Activity
Beginning with the line below that contains "(format x=294, y=145)" and ending with the line that contains "(format x=73, y=5)", copy every line exactly. Copy nothing else.

+ + +

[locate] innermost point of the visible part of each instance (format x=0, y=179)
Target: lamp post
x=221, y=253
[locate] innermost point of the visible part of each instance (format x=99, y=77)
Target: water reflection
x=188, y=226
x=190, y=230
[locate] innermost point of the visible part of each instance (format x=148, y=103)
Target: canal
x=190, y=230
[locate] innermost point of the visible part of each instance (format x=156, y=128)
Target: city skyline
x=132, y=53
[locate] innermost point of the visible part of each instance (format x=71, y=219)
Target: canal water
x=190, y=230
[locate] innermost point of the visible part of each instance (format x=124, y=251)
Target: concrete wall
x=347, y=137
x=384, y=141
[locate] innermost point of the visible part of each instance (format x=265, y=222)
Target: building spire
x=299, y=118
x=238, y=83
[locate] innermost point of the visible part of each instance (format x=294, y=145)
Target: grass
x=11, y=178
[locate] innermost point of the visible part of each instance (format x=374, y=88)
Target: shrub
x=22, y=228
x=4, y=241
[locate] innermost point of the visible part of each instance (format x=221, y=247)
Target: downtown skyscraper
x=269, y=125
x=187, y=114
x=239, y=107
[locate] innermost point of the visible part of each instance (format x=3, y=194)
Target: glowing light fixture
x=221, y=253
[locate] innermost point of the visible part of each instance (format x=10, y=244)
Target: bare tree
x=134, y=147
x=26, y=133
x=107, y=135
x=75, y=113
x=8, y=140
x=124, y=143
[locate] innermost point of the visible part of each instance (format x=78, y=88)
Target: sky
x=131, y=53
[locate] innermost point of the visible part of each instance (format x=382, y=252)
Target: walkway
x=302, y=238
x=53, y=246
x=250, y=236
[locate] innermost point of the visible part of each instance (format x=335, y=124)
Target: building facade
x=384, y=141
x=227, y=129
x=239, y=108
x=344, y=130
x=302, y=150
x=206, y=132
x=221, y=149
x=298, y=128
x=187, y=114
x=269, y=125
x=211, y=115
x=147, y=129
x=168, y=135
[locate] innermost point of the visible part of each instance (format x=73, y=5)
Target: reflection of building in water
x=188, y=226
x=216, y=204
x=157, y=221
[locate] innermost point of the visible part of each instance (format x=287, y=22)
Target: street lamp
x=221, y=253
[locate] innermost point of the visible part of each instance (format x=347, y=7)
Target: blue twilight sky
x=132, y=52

+ + +

Result for this exercise
[locate] innermost point of the visible part of each instance (format x=294, y=145)
Target: grass
x=11, y=178
[locate] innermost point of the visible part of each instance (format x=374, y=88)
Target: shrub
x=22, y=228
x=4, y=241
[locate] innermost point of the visible part of each instance (format x=221, y=247)
Target: downtown skyscraper
x=269, y=125
x=187, y=114
x=239, y=107
[locate] innermost point of the visible part of each instance (format x=3, y=194)
Target: glowing light fixture
x=221, y=253
[locate] innermost point of the visible part of each instance (format x=10, y=244)
Target: bare tree
x=134, y=147
x=26, y=133
x=107, y=135
x=75, y=113
x=8, y=140
x=124, y=143
[locate] innermost point of the visible part of each instance (format x=78, y=88)
Target: sky
x=131, y=53
[locate] innermost point of the visible part of each instance (format x=382, y=252)
Target: walkway
x=302, y=238
x=53, y=246
x=250, y=236
[locate] innermost point of the visible part of each instance (format x=335, y=124)
Target: building facade
x=384, y=141
x=227, y=129
x=239, y=108
x=344, y=130
x=302, y=150
x=206, y=132
x=221, y=149
x=298, y=128
x=187, y=114
x=269, y=125
x=211, y=115
x=147, y=129
x=168, y=135
[locate] innermost point of the visible part of each instance (format x=73, y=5)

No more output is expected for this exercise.